# Task statement
Return every line of the listing below that contains the word "shadow".

# Entries for locating named things

—————

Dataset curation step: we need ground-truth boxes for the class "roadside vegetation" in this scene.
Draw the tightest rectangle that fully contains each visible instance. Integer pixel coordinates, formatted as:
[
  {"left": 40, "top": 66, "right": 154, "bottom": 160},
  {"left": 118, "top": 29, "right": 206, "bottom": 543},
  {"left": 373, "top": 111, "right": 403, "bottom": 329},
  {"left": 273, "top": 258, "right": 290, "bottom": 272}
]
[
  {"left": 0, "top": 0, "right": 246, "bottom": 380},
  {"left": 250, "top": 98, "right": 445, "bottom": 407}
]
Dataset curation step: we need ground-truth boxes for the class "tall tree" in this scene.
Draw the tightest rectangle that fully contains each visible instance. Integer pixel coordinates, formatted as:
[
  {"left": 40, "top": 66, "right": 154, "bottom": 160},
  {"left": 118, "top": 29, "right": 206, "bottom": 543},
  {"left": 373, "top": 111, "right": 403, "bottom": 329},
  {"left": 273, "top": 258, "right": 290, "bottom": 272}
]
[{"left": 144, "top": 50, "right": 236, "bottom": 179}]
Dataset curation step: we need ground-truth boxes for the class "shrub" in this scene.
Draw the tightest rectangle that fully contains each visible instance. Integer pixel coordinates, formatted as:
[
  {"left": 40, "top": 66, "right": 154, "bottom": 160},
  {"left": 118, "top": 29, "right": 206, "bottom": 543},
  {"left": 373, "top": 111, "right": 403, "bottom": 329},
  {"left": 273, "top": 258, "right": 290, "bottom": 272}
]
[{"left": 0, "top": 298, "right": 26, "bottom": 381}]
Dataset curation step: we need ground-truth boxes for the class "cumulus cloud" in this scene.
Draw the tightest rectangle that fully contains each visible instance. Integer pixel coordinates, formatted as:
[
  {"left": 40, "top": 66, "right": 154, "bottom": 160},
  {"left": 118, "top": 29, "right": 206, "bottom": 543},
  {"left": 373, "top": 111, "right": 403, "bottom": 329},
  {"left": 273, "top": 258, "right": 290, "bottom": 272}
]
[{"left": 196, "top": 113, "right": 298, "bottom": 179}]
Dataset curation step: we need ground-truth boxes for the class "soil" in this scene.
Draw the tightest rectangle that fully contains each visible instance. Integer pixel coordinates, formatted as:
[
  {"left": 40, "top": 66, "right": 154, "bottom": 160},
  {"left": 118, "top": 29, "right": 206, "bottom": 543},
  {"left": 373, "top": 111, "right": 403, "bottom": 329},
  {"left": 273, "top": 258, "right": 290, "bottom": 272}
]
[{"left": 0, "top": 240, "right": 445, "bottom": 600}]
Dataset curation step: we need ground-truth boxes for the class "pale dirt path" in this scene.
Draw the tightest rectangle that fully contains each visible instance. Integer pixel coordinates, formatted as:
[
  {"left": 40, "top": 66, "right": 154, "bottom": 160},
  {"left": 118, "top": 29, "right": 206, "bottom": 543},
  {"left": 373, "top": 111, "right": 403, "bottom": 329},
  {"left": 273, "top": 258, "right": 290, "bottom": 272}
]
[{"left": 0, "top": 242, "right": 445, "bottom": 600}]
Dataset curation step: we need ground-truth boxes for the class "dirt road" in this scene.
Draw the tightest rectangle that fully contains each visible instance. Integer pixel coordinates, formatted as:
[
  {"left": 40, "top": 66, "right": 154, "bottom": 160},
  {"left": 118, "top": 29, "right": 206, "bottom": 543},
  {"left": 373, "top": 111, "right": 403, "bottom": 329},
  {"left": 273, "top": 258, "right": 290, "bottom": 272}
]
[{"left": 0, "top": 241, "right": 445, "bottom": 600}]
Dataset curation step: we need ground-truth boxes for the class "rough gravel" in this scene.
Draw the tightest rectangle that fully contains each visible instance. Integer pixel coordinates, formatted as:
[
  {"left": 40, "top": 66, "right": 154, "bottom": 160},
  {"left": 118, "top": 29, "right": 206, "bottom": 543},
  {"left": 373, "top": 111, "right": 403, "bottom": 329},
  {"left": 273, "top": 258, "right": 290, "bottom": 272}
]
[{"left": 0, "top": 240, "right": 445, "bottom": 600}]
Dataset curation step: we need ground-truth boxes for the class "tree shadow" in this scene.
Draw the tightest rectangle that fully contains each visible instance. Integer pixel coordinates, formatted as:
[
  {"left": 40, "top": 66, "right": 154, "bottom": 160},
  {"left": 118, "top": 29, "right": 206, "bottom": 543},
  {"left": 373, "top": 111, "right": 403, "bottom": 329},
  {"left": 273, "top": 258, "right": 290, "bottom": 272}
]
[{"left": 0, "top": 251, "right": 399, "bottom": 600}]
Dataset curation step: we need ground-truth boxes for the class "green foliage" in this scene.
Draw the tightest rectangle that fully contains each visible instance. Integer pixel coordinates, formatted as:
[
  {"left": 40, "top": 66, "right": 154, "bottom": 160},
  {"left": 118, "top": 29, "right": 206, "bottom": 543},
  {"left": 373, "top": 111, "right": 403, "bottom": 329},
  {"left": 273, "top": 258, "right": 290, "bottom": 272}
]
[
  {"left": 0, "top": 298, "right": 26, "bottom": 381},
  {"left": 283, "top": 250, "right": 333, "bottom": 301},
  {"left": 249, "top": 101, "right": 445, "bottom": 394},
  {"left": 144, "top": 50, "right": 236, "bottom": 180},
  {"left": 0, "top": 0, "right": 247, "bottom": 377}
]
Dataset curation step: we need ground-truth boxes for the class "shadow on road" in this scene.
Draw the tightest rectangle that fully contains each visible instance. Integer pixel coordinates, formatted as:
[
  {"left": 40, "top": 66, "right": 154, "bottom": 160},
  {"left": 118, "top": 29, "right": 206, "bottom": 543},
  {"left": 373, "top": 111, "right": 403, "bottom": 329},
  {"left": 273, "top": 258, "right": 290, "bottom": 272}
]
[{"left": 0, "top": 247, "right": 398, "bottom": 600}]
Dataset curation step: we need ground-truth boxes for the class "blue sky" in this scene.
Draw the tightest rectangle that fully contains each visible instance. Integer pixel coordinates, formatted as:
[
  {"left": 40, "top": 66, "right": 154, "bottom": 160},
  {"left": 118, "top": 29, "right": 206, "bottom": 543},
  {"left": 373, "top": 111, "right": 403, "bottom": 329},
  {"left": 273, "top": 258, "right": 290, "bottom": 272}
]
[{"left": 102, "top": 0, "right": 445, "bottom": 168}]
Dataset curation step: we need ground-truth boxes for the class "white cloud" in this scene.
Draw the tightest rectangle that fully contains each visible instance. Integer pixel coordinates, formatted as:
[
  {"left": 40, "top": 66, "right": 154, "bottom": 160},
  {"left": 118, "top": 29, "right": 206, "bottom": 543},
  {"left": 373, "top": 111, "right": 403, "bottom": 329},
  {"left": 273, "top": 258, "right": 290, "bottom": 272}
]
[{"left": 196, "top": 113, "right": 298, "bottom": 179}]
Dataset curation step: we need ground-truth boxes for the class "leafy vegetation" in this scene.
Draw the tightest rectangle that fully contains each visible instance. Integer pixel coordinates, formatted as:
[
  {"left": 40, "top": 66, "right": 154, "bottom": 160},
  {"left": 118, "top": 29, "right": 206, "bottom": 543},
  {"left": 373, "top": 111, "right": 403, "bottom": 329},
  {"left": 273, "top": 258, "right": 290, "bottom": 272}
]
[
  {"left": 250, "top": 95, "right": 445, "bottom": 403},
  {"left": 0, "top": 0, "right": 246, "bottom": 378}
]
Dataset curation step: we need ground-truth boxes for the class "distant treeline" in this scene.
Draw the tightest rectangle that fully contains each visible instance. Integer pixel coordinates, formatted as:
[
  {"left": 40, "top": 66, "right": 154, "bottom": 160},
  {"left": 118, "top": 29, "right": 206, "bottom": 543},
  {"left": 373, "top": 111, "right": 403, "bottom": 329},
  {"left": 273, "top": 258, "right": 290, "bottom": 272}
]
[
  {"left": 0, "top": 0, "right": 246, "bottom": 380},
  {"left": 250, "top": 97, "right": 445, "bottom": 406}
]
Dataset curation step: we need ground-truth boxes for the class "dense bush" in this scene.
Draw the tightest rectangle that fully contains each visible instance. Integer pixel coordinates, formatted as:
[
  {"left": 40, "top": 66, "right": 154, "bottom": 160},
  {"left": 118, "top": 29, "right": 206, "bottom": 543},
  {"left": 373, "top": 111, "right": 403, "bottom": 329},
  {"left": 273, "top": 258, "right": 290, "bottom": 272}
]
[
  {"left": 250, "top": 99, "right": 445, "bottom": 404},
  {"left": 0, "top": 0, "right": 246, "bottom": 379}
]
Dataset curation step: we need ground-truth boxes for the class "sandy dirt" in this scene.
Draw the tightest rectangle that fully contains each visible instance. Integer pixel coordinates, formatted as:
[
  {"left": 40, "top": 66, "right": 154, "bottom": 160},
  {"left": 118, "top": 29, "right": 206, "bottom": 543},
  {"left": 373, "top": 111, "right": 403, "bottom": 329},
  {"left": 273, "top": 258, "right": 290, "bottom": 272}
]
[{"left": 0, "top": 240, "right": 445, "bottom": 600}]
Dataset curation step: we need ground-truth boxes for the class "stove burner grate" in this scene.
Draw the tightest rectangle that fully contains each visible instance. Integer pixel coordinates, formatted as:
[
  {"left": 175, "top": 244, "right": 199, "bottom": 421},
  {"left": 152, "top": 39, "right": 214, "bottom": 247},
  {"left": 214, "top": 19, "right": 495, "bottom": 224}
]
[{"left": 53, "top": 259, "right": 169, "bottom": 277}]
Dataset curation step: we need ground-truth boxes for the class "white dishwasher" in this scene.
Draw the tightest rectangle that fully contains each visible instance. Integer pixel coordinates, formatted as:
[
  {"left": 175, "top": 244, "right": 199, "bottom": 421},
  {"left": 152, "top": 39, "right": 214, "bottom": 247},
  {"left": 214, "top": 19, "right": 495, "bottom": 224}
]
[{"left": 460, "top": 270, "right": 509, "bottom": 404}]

—————

# Written solution
Dataset curation step: we need ground-truth boxes for the class "tree shadow" in this scene.
Dataset curation step: we need ground-truth boxes for the class "shadow on road" in this scene.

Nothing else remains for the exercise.